* _Stored data_
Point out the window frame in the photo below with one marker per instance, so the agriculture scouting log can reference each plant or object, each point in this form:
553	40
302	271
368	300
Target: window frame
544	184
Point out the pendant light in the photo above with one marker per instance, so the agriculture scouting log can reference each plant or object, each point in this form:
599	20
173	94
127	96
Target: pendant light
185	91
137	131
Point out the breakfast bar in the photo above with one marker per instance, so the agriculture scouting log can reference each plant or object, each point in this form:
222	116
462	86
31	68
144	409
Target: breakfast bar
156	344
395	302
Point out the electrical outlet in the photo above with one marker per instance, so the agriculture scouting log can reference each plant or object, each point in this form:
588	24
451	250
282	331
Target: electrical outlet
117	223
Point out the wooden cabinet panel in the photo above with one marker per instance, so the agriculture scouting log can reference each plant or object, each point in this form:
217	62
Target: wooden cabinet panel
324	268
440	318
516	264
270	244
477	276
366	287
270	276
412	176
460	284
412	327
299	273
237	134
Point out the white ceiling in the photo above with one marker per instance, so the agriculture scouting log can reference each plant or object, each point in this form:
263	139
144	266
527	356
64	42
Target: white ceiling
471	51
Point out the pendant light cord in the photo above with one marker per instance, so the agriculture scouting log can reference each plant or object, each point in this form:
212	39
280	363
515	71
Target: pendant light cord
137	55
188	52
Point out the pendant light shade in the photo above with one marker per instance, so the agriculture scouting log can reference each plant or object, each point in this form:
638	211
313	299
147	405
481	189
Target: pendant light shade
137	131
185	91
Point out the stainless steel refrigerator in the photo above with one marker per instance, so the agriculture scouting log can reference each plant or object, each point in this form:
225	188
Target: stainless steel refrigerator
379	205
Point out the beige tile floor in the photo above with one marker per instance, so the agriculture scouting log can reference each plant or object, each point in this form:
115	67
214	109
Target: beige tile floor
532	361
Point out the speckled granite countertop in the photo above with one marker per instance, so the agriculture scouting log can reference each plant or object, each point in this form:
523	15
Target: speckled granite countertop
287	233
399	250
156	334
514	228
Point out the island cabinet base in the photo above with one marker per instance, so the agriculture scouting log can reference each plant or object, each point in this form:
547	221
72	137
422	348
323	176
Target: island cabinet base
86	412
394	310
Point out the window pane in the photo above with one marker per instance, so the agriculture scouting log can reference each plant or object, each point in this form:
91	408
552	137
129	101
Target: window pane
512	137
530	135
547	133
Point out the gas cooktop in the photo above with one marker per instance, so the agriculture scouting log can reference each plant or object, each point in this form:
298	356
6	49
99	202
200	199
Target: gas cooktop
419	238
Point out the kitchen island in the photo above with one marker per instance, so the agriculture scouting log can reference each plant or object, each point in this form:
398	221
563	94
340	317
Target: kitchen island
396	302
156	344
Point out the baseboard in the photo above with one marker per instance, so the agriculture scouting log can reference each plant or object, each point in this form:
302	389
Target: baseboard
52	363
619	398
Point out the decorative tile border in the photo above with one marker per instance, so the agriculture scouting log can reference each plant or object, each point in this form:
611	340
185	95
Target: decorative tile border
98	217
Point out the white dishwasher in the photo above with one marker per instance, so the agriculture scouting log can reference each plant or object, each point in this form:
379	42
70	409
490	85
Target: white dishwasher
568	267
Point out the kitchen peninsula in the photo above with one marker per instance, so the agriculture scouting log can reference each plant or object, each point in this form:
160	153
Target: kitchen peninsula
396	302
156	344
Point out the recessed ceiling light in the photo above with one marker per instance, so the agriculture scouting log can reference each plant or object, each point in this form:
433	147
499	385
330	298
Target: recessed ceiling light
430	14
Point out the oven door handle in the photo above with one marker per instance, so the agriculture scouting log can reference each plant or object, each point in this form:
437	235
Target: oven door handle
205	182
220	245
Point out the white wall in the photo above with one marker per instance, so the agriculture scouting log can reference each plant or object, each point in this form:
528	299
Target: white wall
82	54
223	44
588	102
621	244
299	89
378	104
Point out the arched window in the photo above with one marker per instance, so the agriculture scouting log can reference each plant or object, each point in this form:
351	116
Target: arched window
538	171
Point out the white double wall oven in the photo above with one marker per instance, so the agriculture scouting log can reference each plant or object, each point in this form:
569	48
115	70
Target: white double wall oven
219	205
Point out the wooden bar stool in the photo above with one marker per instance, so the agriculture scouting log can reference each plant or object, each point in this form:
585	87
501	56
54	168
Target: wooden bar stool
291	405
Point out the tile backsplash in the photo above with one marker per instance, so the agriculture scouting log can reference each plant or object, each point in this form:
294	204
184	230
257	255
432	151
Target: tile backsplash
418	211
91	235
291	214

* _Your goal_
Copy out the data shown above without altering anything.

* _Correct response_
Point out the window frame in the photo below with one marker per instance, so the agriculture scouting log can reference each plant or object, each point in this form:
553	40
302	271
368	300
Target: window frame
544	184
Point out the pendant light in the photo above with one marker per instance, so the agriculture scouting log can reference each plant or object, each point in this form:
599	20
173	94
127	96
Target: pendant light
185	91
137	131
Point out the breakfast bar in the photo above with one marker per instance, so the agriculture scouting log can reference each plant or object, each point in this form:
222	116
462	86
31	68
144	409
Target: breakfast bar
156	344
395	302
Point out the electrical outlet in the photo above with one marker per instance, so the agriculture scouting log can reference each plant or object, each point in this form:
588	24
451	250
282	331
Target: electrical outlet
117	223
Point out the wooden cabinet panel in the photo above with one marker per instance, so the agriculture scouting log can reference each plant or object, each point in this form:
217	62
Target: wooden cabinet panel
324	268
440	318
516	264
270	244
477	276
366	287
270	276
412	176
460	284
412	327
299	273
237	134
Point out the white ceiling in the photo above with one marker per instance, so the agriculture scouting log can reference each plant or object, each point in this form:
263	139
144	266
527	356
64	42
Target: white ceiling
471	51
Point out the pendant light cord in the photo above with one marker per instance, so the agriculture scouting log can reference each plant or object, each point in this form:
212	39
280	363
515	71
Target: pendant light cord
137	55
188	52
Point out the pendant light shade in the photo above with one marker per instance, so the agriculture scouting log can reference each plant or object, each point in this form:
638	211
313	299
147	405
481	189
Target: pendant light shade
137	131
185	91
Point out the stainless steel refrigerator in the photo above with one marker per instance, so the agriculture scouting log can reference each plant or object, each point in this form:
225	188
Target: stainless steel refrigerator
379	205
Point out the beige tile floor in the photo above with one marker per instance, so the agriculture scouting log can reference each plant or object, each point in this form:
115	67
214	109
Target: beige tile floor
532	361
Point out the speckled granite countertop in the photo above with one marker per instance, so the agriculture scouting log can reference each plant or object, each point in this form:
523	15
Target: speckled granite countertop
287	233
399	250
156	334
514	228
Point out the island cabinet base in the photo above with one marker per instance, so the agriculture scouting log can reference each plant or object, each point in this form:
547	221
72	137
422	348
323	176
Target: island cabinet base
86	412
394	310
Point out the window pane in the photo above with one marker per instance, so the agriculture scouting log can reference each plant or object, each point in this form:
91	408
552	137
129	101
Target: window pane
512	137
530	135
547	133
Point out the gas cooktop in the photo above with one marker per instance, so the agriculture scouting log can reference each plant or object, each point in this form:
298	356
6	49
99	202
200	199
Target: gas cooktop
419	238
Point out the kitchen island in the photo above with one marker per instance, so the agriculture scouting log can reference each plant or object, each point in this form:
398	221
563	94
340	317
Target: kitchen island
396	302
156	344
Point out the baseboard in the photo above with one marker per instance, so the agriculture scouting log can reference each plant or object, each point in this form:
302	389
Target: baseboard
52	363
619	398
Point out the decorative tile border in the photo above with one marker per instance, so the agriculture scouting log can reference each plant or object, each point in this form:
611	340
185	95
Target: decorative tile border
98	217
Point out the white dishwasher in the photo above with one marker per instance, so the agriculture scouting log can reference each plant or object, each point in this form:
379	42
70	409
490	85
Target: white dishwasher
568	267
Point out the kitchen peninsula in the photo above with one marker per instance, so the agriculture scouting log can reference each plant or object, each point in this form:
160	153
Target: kitchen peninsula
396	302
156	344
Point out the recessed ceiling light in the photo above with one marker per instance, so the agriculture scouting log can reference each plant or object, each point in this form:
433	147
499	385
330	298
Target: recessed ceiling light
430	14
Point out the oven door handle in the photo above with one marker per instance, so the agriculture scouting log can reference each plant or object, each point in this form:
437	235
Target: oven door handle
205	182
220	245
Point out the white wall in the photo above with one marker per instance, so the agriculture scouting log can reference each plant or object, each point in this form:
528	299
Target: white wall
82	54
223	44
588	102
621	244
299	89
378	104
Point out the arched window in the photo above with one marker per instance, so the agriculture scouting log can reference each plant or object, each point in this form:
351	116
Target: arched window
538	171
Point out the white double wall oven in the photo above with one marker per instance, so the agriculture scouting log can reference each plant or object, each point in this form:
569	48
115	70
Target: white double wall oven
219	205
Point out the wooden bar stool in the photo above with one marker per instance, so the agriculture scouting log can reference each plant or object, each point in this form:
585	87
501	56
54	168
Target: wooden bar stool
291	405
Point out the tile backsplash in the photo above with one marker per instance, so the agriculture scouting log can reference each plant or object, each point in this form:
294	204
184	230
257	255
432	151
Target: tile backsplash
418	211
91	235
291	214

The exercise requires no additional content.